* CHALLENGE
Retype all of the data below word for word, leaving the pictures out of your answer.

* RECORDS TO USE
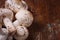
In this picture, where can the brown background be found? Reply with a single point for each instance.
(44, 12)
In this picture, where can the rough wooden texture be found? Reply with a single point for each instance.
(44, 12)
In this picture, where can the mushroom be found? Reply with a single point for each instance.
(22, 33)
(10, 37)
(4, 12)
(16, 23)
(9, 25)
(3, 34)
(24, 17)
(15, 5)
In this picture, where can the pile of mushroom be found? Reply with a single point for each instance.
(15, 18)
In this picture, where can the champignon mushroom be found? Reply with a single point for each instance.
(9, 25)
(15, 5)
(22, 33)
(16, 23)
(24, 17)
(4, 12)
(3, 34)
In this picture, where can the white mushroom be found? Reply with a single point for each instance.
(24, 17)
(3, 34)
(16, 23)
(6, 13)
(22, 33)
(9, 25)
(15, 5)
(10, 37)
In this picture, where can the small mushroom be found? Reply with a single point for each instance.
(3, 34)
(16, 23)
(9, 25)
(24, 17)
(22, 33)
(15, 5)
(4, 12)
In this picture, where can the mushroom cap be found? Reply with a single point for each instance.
(22, 33)
(3, 34)
(16, 23)
(4, 12)
(24, 17)
(9, 25)
(15, 5)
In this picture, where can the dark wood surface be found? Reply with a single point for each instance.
(44, 12)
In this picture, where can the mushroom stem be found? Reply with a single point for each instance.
(9, 25)
(3, 34)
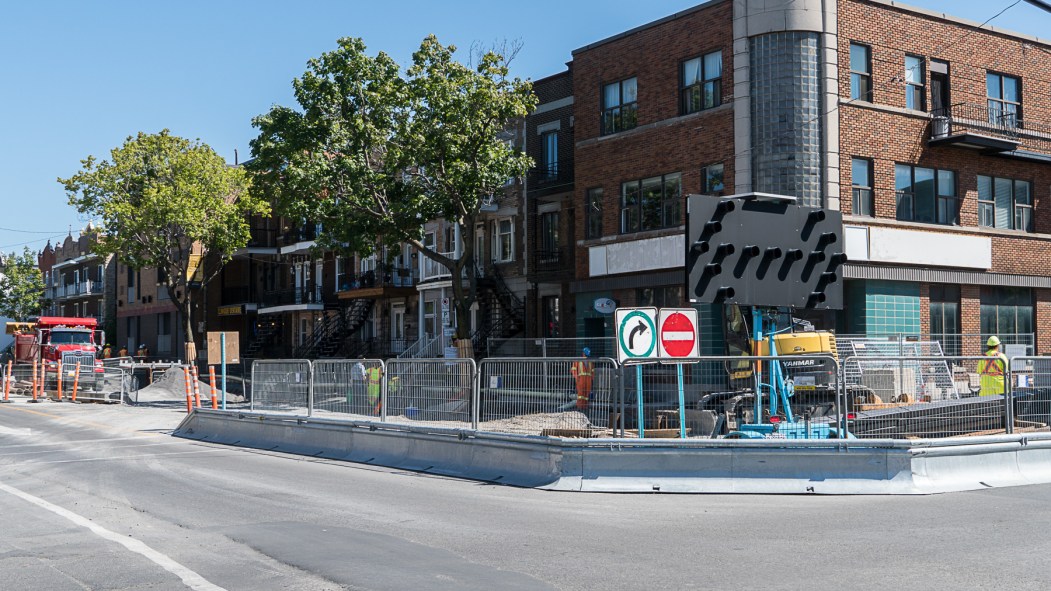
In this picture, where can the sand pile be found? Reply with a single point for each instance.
(171, 386)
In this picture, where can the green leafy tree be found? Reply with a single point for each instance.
(373, 151)
(21, 286)
(167, 203)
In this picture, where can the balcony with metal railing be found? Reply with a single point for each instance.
(76, 289)
(550, 178)
(307, 297)
(385, 281)
(991, 127)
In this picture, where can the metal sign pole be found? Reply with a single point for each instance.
(638, 389)
(222, 348)
(682, 403)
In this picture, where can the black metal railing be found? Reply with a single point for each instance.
(944, 209)
(384, 277)
(295, 296)
(262, 237)
(981, 119)
(544, 176)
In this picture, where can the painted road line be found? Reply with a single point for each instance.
(190, 578)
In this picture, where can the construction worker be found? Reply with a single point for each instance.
(357, 380)
(991, 370)
(374, 374)
(582, 372)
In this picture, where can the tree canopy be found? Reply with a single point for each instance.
(374, 151)
(21, 286)
(159, 198)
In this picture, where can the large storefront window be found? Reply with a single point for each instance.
(945, 317)
(1006, 311)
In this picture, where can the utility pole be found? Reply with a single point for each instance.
(1041, 4)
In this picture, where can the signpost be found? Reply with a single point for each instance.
(223, 348)
(678, 342)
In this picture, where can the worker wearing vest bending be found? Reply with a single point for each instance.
(991, 370)
(582, 372)
(373, 374)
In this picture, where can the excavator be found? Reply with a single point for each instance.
(800, 393)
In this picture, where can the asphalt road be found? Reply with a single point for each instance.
(102, 497)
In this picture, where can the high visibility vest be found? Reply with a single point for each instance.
(372, 374)
(581, 368)
(991, 373)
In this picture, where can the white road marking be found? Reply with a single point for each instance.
(190, 578)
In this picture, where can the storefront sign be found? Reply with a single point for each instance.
(604, 305)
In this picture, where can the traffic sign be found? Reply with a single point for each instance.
(636, 334)
(678, 333)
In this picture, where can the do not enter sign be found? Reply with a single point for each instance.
(678, 332)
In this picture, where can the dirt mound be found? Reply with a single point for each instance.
(171, 386)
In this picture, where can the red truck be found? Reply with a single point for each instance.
(50, 340)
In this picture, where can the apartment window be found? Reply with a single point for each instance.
(861, 73)
(1005, 203)
(712, 179)
(945, 317)
(549, 142)
(549, 237)
(702, 82)
(341, 274)
(593, 214)
(619, 106)
(861, 183)
(915, 83)
(1006, 310)
(503, 241)
(1005, 99)
(926, 195)
(651, 203)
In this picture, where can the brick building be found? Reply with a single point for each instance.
(78, 282)
(931, 135)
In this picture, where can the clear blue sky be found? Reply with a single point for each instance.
(79, 77)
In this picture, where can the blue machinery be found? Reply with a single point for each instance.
(780, 388)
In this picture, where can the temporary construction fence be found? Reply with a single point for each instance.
(799, 396)
(928, 396)
(108, 383)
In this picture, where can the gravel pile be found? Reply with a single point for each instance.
(171, 386)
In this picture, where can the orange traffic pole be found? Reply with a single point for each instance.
(211, 378)
(197, 387)
(76, 381)
(189, 394)
(11, 375)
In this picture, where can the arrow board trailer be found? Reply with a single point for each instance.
(636, 334)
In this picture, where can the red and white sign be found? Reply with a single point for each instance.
(678, 333)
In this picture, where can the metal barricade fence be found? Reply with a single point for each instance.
(349, 386)
(558, 396)
(282, 386)
(719, 398)
(1031, 393)
(925, 396)
(430, 390)
(552, 347)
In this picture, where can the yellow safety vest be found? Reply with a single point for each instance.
(991, 373)
(581, 368)
(373, 383)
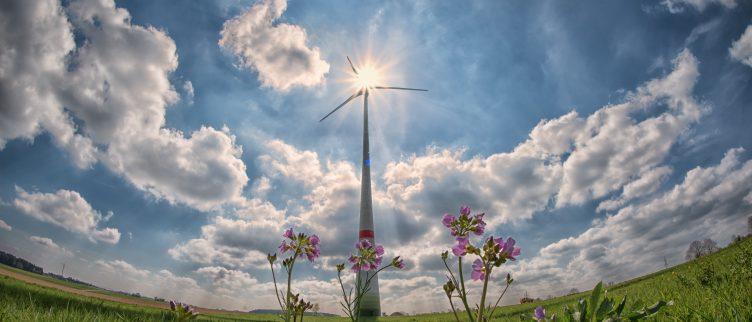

* ANSWER BELOW
In this picture, where can the brown background be found? Reply with a single point for each instance.
(44, 12)
In this picture, where can the rough wooden texture be found? Reply with a single point for each instance.
(44, 12)
In this picture, where can the mushroom be found? Reply with a single point for each instance.
(22, 33)
(10, 37)
(4, 12)
(16, 23)
(9, 25)
(3, 34)
(24, 17)
(15, 5)
In this picture, where can the pile of mushroom be found? Reply with a single point for each instance.
(15, 18)
In this picture, where can the champignon mushroom be found? Reply with a single point for each instance.
(9, 25)
(15, 5)
(22, 33)
(16, 23)
(24, 17)
(4, 12)
(3, 34)
In this picture, where can the white mushroom be found? Reply with a single point for each instance.
(24, 17)
(3, 34)
(16, 23)
(6, 13)
(22, 33)
(9, 25)
(15, 5)
(10, 37)
In this picture, where can the small mushroom be found? Reply with a single point for each instance.
(3, 34)
(16, 23)
(9, 25)
(24, 17)
(22, 33)
(15, 5)
(4, 12)
In this picture, where can the mushroom cap be found? Reply with a single point for each instance.
(22, 33)
(3, 34)
(16, 23)
(4, 12)
(24, 17)
(9, 25)
(15, 5)
In this picture, where can the dark wood surface be found? Reply with a single point for each instance.
(44, 12)
In this picture, where can the mushroom stem be found? Reply with a single point for each instance.
(9, 25)
(3, 34)
In this picture, where can the sand pile be found? Reply with a single point for each instance.
(171, 386)
In this picture, where can the green leafy tree be found? Reply with a single point for each instance.
(373, 151)
(21, 286)
(167, 203)
In this picture, where can the balcony with metal railing be found? Reply with a single point for each instance.
(76, 289)
(550, 178)
(307, 297)
(385, 281)
(991, 127)
In this picture, where can the metal sign pole be found? Reply with a single point for each instance.
(638, 389)
(222, 348)
(682, 403)
In this picture, where can the black metal railing be found? Reply with a single point for each instance.
(944, 209)
(384, 277)
(295, 296)
(262, 237)
(981, 119)
(544, 176)
In this picture, where can the painted road line be found? Reply with a single point for each instance.
(190, 578)
In this picture, where can the construction worker be found? Reply with a single point for each instance.
(357, 380)
(991, 370)
(374, 374)
(582, 372)
In this picture, where can the tree canopy be found? Reply with a single point for each instance.
(374, 151)
(21, 286)
(159, 198)
In this picture, where can the large storefront window be found? Reply with a single point for each instance.
(945, 317)
(1006, 311)
In this picture, where can the utility pole be found? Reply with a single point for each instance.
(1041, 4)
In this picture, where can the signpost be found? Reply with a single point for each instance.
(223, 348)
(678, 342)
In this picture, where can the worker wearing vest bending be found? Reply with a single point for each instance.
(991, 370)
(582, 372)
(373, 374)
In this picture, where can the excavator be found? Reply with a single point for each instance.
(800, 393)
In this picture, where can the asphalt road be found? Reply with a single point for each instance.
(102, 497)
In this picture, where can the high visibility vest be found? Reply with a single point for each instance.
(372, 374)
(581, 368)
(991, 373)
In this picture, where can the white road marking be found? Reply with a single point for each instance.
(190, 578)
In this picture, where can the storefront sign be found? Reply with a single point for each instance.
(604, 305)
In this picture, where can the traffic sign be found? Reply with a single point for each instance.
(636, 334)
(678, 333)
In this picture, where can the do not enter sign be found? Reply with a single point for each instance.
(678, 332)
In this picture, where can the dirt mound be found? Reply with a single point for each instance.
(171, 386)
In this picture, where can the red truck be found? Reply with a single point for each instance.
(50, 340)
In this picture, where can the apartment window be found? Reply with a single point for each instance.
(861, 73)
(1005, 203)
(712, 179)
(945, 317)
(549, 142)
(549, 237)
(702, 82)
(341, 274)
(593, 214)
(619, 106)
(861, 183)
(915, 83)
(1006, 310)
(503, 241)
(1005, 99)
(926, 195)
(651, 203)
In this picture, where can the brick building be found? Reply with a single point for each instance.
(78, 282)
(931, 135)
In this picture, where can the clear blue sky be found? Reply with a single point for each instance.
(79, 77)
In this picture, where can the blue machinery be found? Reply with a single point for each instance.
(780, 388)
In this picture, where can the temporary construction fence be found? Reply with a single point for each instance.
(799, 396)
(928, 396)
(108, 383)
In this picture, where can the gravel pile be found? Reply with a single point for each instance.
(171, 386)
In this picture, where can the orange traffic pole be found? Reply with a single point for each instance.
(211, 378)
(197, 387)
(76, 381)
(189, 394)
(11, 375)
In this picture, where can the arrow board trailer be found? Reply with a single point for each instance.
(636, 334)
In this picture, where can the red and white sign be found? Reply with a single point for each instance.
(678, 333)
In this picture, where can the metal barricade fence be found? Reply with a single point for each instance.
(349, 386)
(558, 396)
(282, 386)
(719, 398)
(1031, 393)
(925, 396)
(430, 390)
(552, 347)
In this picture, where can the yellow safety vest be found? Reply with a single point for each instance.
(991, 373)
(581, 368)
(373, 383)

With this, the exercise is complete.